Data to process -

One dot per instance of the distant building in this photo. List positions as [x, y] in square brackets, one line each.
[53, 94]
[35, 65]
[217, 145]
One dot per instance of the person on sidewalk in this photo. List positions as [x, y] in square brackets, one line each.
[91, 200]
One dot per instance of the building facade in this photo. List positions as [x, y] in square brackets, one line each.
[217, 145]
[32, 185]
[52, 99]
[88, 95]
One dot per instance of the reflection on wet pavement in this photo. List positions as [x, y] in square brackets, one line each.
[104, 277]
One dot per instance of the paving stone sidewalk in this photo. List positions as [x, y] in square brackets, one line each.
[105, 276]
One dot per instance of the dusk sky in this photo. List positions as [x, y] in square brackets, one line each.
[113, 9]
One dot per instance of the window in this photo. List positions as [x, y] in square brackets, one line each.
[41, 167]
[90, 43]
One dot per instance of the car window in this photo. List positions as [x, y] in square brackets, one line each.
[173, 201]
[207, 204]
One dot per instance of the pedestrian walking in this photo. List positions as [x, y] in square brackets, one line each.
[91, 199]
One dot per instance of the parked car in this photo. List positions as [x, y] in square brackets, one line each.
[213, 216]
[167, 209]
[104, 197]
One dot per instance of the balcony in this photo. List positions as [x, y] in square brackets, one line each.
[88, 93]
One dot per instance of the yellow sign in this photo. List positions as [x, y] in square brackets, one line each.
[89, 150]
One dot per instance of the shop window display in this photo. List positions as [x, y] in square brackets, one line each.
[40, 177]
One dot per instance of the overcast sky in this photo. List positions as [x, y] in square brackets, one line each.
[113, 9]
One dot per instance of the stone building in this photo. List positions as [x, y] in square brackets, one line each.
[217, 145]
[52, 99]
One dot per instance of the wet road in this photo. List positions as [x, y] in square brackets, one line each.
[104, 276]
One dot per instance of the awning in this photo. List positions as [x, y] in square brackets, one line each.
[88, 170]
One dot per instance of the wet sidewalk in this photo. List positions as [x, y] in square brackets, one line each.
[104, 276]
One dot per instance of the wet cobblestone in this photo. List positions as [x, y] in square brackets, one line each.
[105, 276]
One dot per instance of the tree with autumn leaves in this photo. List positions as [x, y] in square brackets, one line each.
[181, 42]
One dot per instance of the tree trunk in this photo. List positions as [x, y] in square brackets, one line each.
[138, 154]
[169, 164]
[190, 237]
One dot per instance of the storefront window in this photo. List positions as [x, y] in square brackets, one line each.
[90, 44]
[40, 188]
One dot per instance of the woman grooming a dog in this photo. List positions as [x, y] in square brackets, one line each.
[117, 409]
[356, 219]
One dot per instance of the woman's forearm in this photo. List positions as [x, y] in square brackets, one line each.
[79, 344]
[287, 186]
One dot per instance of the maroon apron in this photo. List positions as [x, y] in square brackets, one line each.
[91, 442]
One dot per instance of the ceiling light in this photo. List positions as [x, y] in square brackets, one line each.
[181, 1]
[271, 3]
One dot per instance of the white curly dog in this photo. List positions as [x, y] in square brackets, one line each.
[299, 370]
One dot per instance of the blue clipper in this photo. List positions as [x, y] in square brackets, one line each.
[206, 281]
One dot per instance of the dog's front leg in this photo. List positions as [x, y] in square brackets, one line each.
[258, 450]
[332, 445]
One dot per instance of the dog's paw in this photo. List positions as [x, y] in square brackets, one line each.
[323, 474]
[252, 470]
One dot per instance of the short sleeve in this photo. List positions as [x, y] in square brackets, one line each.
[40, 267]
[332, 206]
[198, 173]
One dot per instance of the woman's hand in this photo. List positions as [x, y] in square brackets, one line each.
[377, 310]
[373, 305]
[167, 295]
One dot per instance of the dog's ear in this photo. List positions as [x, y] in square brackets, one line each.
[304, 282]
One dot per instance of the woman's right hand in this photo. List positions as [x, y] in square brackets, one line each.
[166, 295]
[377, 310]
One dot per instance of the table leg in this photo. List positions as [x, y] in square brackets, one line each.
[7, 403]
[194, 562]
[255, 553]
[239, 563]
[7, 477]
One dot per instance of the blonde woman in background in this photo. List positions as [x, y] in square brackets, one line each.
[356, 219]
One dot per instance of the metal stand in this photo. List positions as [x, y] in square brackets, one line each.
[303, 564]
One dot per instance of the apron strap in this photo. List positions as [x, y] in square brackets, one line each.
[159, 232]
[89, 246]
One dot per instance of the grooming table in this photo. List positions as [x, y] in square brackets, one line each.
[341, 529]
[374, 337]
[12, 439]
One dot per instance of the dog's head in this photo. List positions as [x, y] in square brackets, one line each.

Short problem - Arrange every line of the records above as a Markdown table with the columns Row and Line. Number the rows from 1 and leave out blank lines.

Final result -
| Row | Line |
|---|---|
| 1 | One dot per instance of the distant building in this photo. List positions as [x, y] in square brackets, one line each. |
| 2 | [53, 94] |
| 3 | [35, 65] |
| 4 | [217, 145] |
| 5 | One dot per instance of the person on sidewalk in this photo. List positions as [x, y] in square brackets, one line each. |
| 6 | [91, 200] |
| 7 | One dot per instance of the building facade in this photo. List positions as [x, y] in square brackets, one line each. |
| 8 | [217, 145] |
| 9 | [32, 185] |
| 10 | [52, 99] |
| 11 | [88, 95] |
| 12 | One dot per instance of the reflection on wet pavement in this photo. List positions as [x, y] in square brackets, one line each. |
| 13 | [104, 277] |
| 14 | One dot per instance of the paving stone sidewalk in this photo. List positions as [x, y] in square brackets, one line each. |
| 15 | [105, 276] |
| 16 | One dot per instance of the dusk sky in this photo. List positions as [x, y] in square brackets, one line each. |
| 17 | [113, 9] |
| 18 | One dot per instance of the window in this photo. List positions as [x, y] in square brackets, one line each. |
| 19 | [41, 167] |
| 20 | [90, 43] |
| 21 | One dot per instance of the car window in this photo. List positions as [x, y] in square brackets, one line each. |
| 22 | [173, 201] |
| 23 | [207, 204] |
| 24 | One dot per instance of the pedestrian walking in this photo. List positions as [x, y] in square brackets, one line each. |
| 25 | [91, 199] |
| 26 | One dot per instance of the parked car in this photo. List positions as [x, y] in square brackets, one line each. |
| 27 | [213, 216] |
| 28 | [167, 209] |
| 29 | [104, 197] |
| 30 | One dot per instance of the balcony in this photo. List positions as [x, y] in square brackets, one line each. |
| 31 | [88, 93] |
| 32 | One dot per instance of the yellow sign in this photo. List positions as [x, y] in square brackets, one line each. |
| 33 | [89, 150] |
| 34 | One dot per instance of the shop window display in this photo. List positions as [x, y] in square brackets, one line each. |
| 35 | [40, 177] |
| 36 | One dot per instance of the overcast sky in this photo. List positions as [x, y] in square brackets, one line each. |
| 37 | [113, 9] |
| 38 | One dot per instance of the stone building in this photo. List positions as [x, y] in square brackets, one line each. |
| 39 | [217, 145] |
| 40 | [52, 99] |
| 41 | One dot per instance of the wet road in this photo. List positions as [x, y] in square brackets, one line each. |
| 42 | [104, 276] |
| 43 | One dot per instance of the awning in this photo. List positions as [x, y] in square brackets, one line each. |
| 44 | [88, 170] |
| 45 | One dot per instance of the wet sidewalk in this photo. List positions as [x, y] in square brackets, one line each. |
| 46 | [104, 276] |
| 47 | One dot per instance of the wet cobblestone in this photo. List positions as [x, y] in square brackets, one line each. |
| 48 | [105, 276] |
| 49 | One dot per instance of the tree with autumn leaves in this photo. List positions as [x, y] in square brackets, one line each. |
| 50 | [181, 42] |
| 51 | One dot per instance of the tree trunk in this photo. List positions as [x, y] in square brackets, one line each. |
| 52 | [138, 154] |
| 53 | [169, 164] |
| 54 | [190, 237] |
| 55 | One dot per instance of the storefront window in this photo. List positions as [x, y] in square brackets, one line each. |
| 56 | [90, 44] |
| 57 | [40, 188] |
| 58 | One dot per instance of the woman grooming a dog in this photo. List positions as [x, y] in square brackets, one line each. |
| 59 | [117, 409] |
| 60 | [356, 219] |
| 61 | One dot per instance of the woman's forearm in this photo. List positions as [x, y] in square brackets, one line each. |
| 62 | [79, 344] |
| 63 | [287, 186] |
| 64 | One dot per instance of the maroon apron in this photo. List positions as [x, y] in square brackets, one line each. |
| 65 | [91, 442] |
| 66 | One dot per instance of the ceiling light in this photo. List positions as [x, y] in square brackets, one line each. |
| 67 | [181, 1] |
| 68 | [271, 3] |
| 69 | One dot per instance of the white curly dog in this photo. List positions as [x, y] in square brackets, one line each. |
| 70 | [299, 370] |
| 71 | One dot per instance of the blue clipper in this photo. List positions as [x, y] in square brackets, one line each. |
| 72 | [206, 281] |
| 73 | One dot per instance of the dog's front leg in this photo. List positions as [x, y] in square brackets, one line each. |
| 74 | [258, 450] |
| 75 | [332, 445] |
| 76 | One dot per instance of the dog's paw in this photo. List positions as [x, y] in square brackets, one line each. |
| 77 | [323, 474] |
| 78 | [252, 470] |
| 79 | One dot per instance of the short sleeve in this photo. List positions as [x, y] in square brackets, one line each. |
| 80 | [40, 267] |
| 81 | [332, 206] |
| 82 | [198, 173] |
| 83 | One dot per instance of the woman's hand in this photo. List positions as [x, y] in square brackets, one line each. |
| 84 | [377, 310] |
| 85 | [373, 305] |
| 86 | [167, 295] |
| 87 | One dot per instance of the dog's ear in this photo. List positions as [x, y] in square brackets, one line each. |
| 88 | [304, 282] |
| 89 | One dot per instance of the woman's right hand in this photo. List positions as [x, y] in square brackets, one line each. |
| 90 | [166, 295] |
| 91 | [377, 310] |
| 92 | One dot per instance of the table leg in this photo. List positions as [x, y] in square brackets, one line each. |
| 93 | [7, 403] |
| 94 | [194, 562] |
| 95 | [255, 553] |
| 96 | [239, 563] |
| 97 | [7, 477] |
| 98 | One dot per instance of the blonde woman in background in this photo. List positions as [x, y] in square brackets, one line each. |
| 99 | [356, 219] |
| 100 | One dot per instance of the metal stand in this photo. List positions as [x, y] in square brackets, one line each. |
| 101 | [303, 564] |
| 102 | One dot per instance of the apron strap in this photo. List positions as [x, y] in square brackets, one line each. |
| 103 | [159, 232] |
| 104 | [89, 246] |
| 105 | One dot per instance of the grooming table in this photo. List positions as [x, y] in square brackets, one line each. |
| 106 | [341, 529] |
| 107 | [374, 337] |
| 108 | [12, 439] |
| 109 | One dot per instance of the dog's head in this photo. List positions as [x, y] in square brackets, one line each. |